(Passage provided)
____________________
American judge (born 1972)

Vijay Shanker (born April 2, 1972) is an American lawyer who is a judge of the District of Columbia Court of Appeals.

== Education ==

Shanker earned a Bachelor of Arts degree from Duke University in 1994 and a Juris Doctor from the University of Virginia School of Law in 1999, where he served as a notes editor for the Virginia Law Review, was inducted into the Order of the Coif, and received the Law School Alumni Association Best Note Award.

== Career ==

From 2000 and 2001, Shanker served as a law clerk for Judge Chester J. Straub of the United States Court of Appeals for the Second Circuit. He worked as an associate at Mayer Brown from 2004 to 2005 and at Covington & Burling from 1999 to 2000 and 2001 to 2004. Shanker joined the United States Department of Justice Criminal Division in 2005. He previously served as counselor and acting deputy chief of staff to the assistant attorney General for the Criminal Division and senior litigation counsel in the division's fraud section. Shanker was also an associate adjunct professor of law at the Washington College of Law.

=== D.C. Court service ===
==== Nomination under Trump ====

On June 25, 2020, President Donald Trump nominated Shanker to serve as a judge of the District of Columbia Court of Appeals. President Trump nominated Shanker to the seat vacated by Judge John R. Fisher, who assumed senior status on August 22, 2020. On January 3, 2021, his nomination was returned to the President under Rule XXXI, Paragraph 6 of the United States Senate. He was renominated the same day and his nomination was withdrawn by President Joe Biden on February 4, 2021.
____________________
In the biography above, whose vacated seat was Shanker nominated to fill?

(Data extract)
____________________
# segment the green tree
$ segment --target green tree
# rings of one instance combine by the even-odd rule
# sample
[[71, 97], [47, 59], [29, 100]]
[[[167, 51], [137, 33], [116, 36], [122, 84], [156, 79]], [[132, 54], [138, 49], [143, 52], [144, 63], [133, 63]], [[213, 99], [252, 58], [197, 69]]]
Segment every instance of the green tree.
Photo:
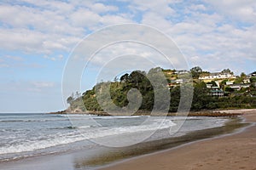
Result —
[[194, 79], [198, 79], [202, 73], [202, 69], [200, 66], [195, 66], [190, 69], [190, 72]]

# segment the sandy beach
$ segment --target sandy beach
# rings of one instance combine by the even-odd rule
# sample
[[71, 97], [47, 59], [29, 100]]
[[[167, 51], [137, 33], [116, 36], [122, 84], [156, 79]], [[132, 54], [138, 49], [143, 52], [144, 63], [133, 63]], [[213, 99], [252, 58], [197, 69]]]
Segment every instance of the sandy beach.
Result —
[[235, 134], [139, 156], [102, 170], [256, 170], [256, 110], [230, 112], [242, 112], [246, 122], [252, 125]]

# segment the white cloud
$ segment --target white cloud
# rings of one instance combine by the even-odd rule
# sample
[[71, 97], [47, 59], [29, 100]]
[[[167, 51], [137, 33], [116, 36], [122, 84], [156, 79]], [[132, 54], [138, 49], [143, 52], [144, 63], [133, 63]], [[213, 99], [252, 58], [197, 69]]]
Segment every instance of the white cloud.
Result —
[[231, 20], [251, 23], [256, 21], [256, 2], [254, 0], [207, 0], [205, 2], [213, 5], [217, 11], [228, 15]]

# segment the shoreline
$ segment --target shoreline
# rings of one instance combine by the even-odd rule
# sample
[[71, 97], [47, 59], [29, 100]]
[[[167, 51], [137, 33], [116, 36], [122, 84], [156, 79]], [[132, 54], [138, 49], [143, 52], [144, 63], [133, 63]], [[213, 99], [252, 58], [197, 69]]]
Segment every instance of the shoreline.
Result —
[[[256, 110], [256, 109], [249, 109], [249, 110]], [[242, 110], [201, 110], [201, 111], [189, 111], [188, 112], [168, 112], [166, 113], [152, 113], [150, 111], [138, 111], [133, 115], [126, 114], [126, 113], [113, 113], [108, 114], [105, 111], [85, 111], [85, 112], [68, 112], [67, 110], [57, 111], [57, 112], [50, 112], [48, 114], [56, 114], [56, 115], [93, 115], [93, 116], [210, 116], [210, 117], [221, 117], [221, 116], [228, 116], [228, 117], [235, 117], [237, 116], [242, 115], [241, 110], [247, 110], [246, 109]]]
[[[227, 111], [227, 110], [222, 110]], [[249, 126], [230, 134], [187, 143], [175, 148], [136, 156], [99, 170], [256, 169], [256, 110], [241, 111]]]
[[[248, 111], [248, 110], [246, 110], [245, 111]], [[240, 112], [241, 110], [236, 110], [236, 111]], [[250, 111], [256, 113], [256, 110], [253, 110]], [[254, 115], [254, 116], [256, 116], [256, 115]], [[242, 117], [242, 119], [245, 119], [244, 117], [247, 116], [243, 114], [243, 116], [240, 116]], [[254, 120], [254, 122], [255, 122], [256, 116], [254, 118], [255, 118], [255, 120]], [[212, 140], [214, 140], [215, 139], [219, 139], [219, 138], [222, 139], [222, 138], [225, 138], [226, 136], [229, 137], [229, 136], [236, 135], [237, 133], [239, 133], [239, 134], [243, 133], [249, 128], [246, 127], [246, 128], [239, 128], [238, 129], [239, 132], [236, 132], [237, 130], [236, 129], [235, 132], [232, 132], [231, 133], [216, 134], [213, 137], [212, 136], [208, 137], [204, 139], [197, 139], [195, 141], [192, 141], [192, 142], [189, 142], [189, 143], [185, 142], [184, 144], [178, 144], [177, 146], [174, 146], [171, 149], [170, 149], [170, 147], [164, 148], [164, 149], [156, 148], [154, 150], [150, 151], [150, 152], [147, 152], [144, 154], [143, 153], [143, 154], [133, 155], [130, 157], [118, 159], [113, 162], [112, 161], [111, 162], [112, 163], [110, 162], [110, 163], [105, 164], [105, 166], [104, 166], [104, 164], [102, 164], [102, 165], [100, 164], [99, 166], [90, 167], [88, 168], [86, 166], [79, 168], [79, 163], [81, 163], [83, 162], [83, 160], [88, 160], [90, 158], [90, 157], [88, 157], [88, 156], [86, 157], [86, 156], [84, 156], [84, 152], [87, 150], [73, 150], [73, 151], [68, 151], [66, 153], [39, 156], [35, 156], [35, 157], [31, 157], [31, 158], [26, 158], [26, 159], [20, 160], [20, 161], [6, 162], [6, 163], [1, 164], [2, 167], [0, 169], [3, 168], [5, 170], [9, 170], [9, 169], [17, 169], [18, 170], [20, 168], [22, 169], [22, 167], [24, 167], [23, 169], [33, 169], [35, 167], [40, 167], [41, 170], [44, 170], [44, 169], [48, 170], [49, 167], [55, 167], [54, 169], [60, 169], [61, 167], [62, 170], [71, 170], [71, 169], [105, 169], [105, 170], [108, 170], [108, 169], [113, 169], [113, 170], [114, 169], [137, 169], [136, 167], [131, 167], [131, 165], [132, 165], [132, 163], [129, 163], [129, 165], [127, 166], [126, 165], [127, 162], [137, 162], [140, 159], [145, 159], [148, 156], [149, 156], [149, 157], [155, 156], [155, 155], [158, 155], [158, 154], [165, 155], [168, 151], [172, 153], [173, 150], [179, 150], [183, 147], [194, 145], [194, 144], [196, 144], [201, 142], [208, 141], [208, 140], [212, 141]], [[246, 129], [246, 130], [244, 130], [243, 132], [241, 132], [241, 131], [242, 131], [242, 129]], [[145, 146], [145, 147], [147, 147], [147, 146]], [[108, 150], [105, 150], [105, 151], [108, 151]], [[98, 155], [102, 155], [102, 152], [99, 152]], [[149, 163], [150, 163], [150, 162], [152, 162], [152, 160], [154, 160], [154, 162], [156, 162], [156, 164], [158, 164], [158, 162], [156, 162], [158, 160], [158, 157], [148, 158], [148, 159], [149, 159]], [[118, 167], [119, 166], [125, 166], [125, 167], [126, 166], [126, 167], [116, 167], [116, 166], [118, 166]], [[168, 167], [168, 165], [165, 165], [165, 166]], [[141, 165], [139, 165], [139, 167], [141, 167]], [[145, 167], [145, 169], [150, 169], [150, 167]], [[157, 168], [152, 168], [152, 169], [165, 169], [165, 168], [161, 168], [161, 167], [158, 167]], [[185, 168], [185, 169], [187, 169], [187, 168]]]

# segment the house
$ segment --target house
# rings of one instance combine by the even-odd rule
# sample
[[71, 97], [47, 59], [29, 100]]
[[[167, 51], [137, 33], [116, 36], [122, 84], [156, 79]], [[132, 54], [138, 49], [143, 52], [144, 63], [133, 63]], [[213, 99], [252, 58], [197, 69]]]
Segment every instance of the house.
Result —
[[228, 86], [232, 85], [232, 84], [234, 84], [234, 82], [230, 82], [230, 81], [226, 82], [226, 85], [228, 85]]
[[175, 71], [175, 74], [187, 74], [187, 73], [189, 73], [190, 71], [187, 71], [187, 70], [181, 70], [181, 71]]
[[212, 87], [210, 94], [212, 96], [223, 97], [224, 95], [224, 93], [218, 87]]
[[242, 88], [249, 88], [250, 84], [232, 84], [230, 87], [235, 90], [240, 90]]
[[214, 79], [228, 79], [236, 78], [233, 74], [230, 72], [212, 72], [208, 75], [200, 76], [200, 80], [214, 80]]
[[182, 83], [183, 83], [183, 79], [176, 79], [175, 80], [175, 83], [177, 83], [177, 84], [182, 84]]

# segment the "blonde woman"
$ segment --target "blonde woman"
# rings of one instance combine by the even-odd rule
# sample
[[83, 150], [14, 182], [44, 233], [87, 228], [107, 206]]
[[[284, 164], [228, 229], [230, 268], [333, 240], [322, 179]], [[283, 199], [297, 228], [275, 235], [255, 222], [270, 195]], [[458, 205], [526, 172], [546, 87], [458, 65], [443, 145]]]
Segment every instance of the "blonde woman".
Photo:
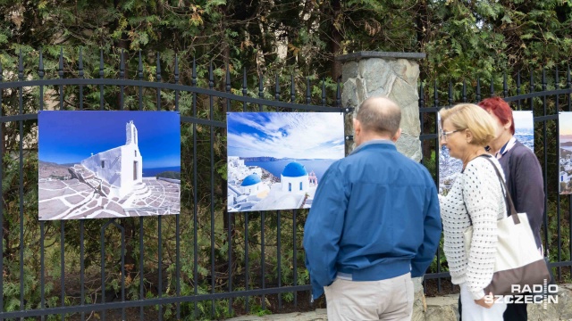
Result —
____________________
(Written response) Judge John R. Fisher's seat.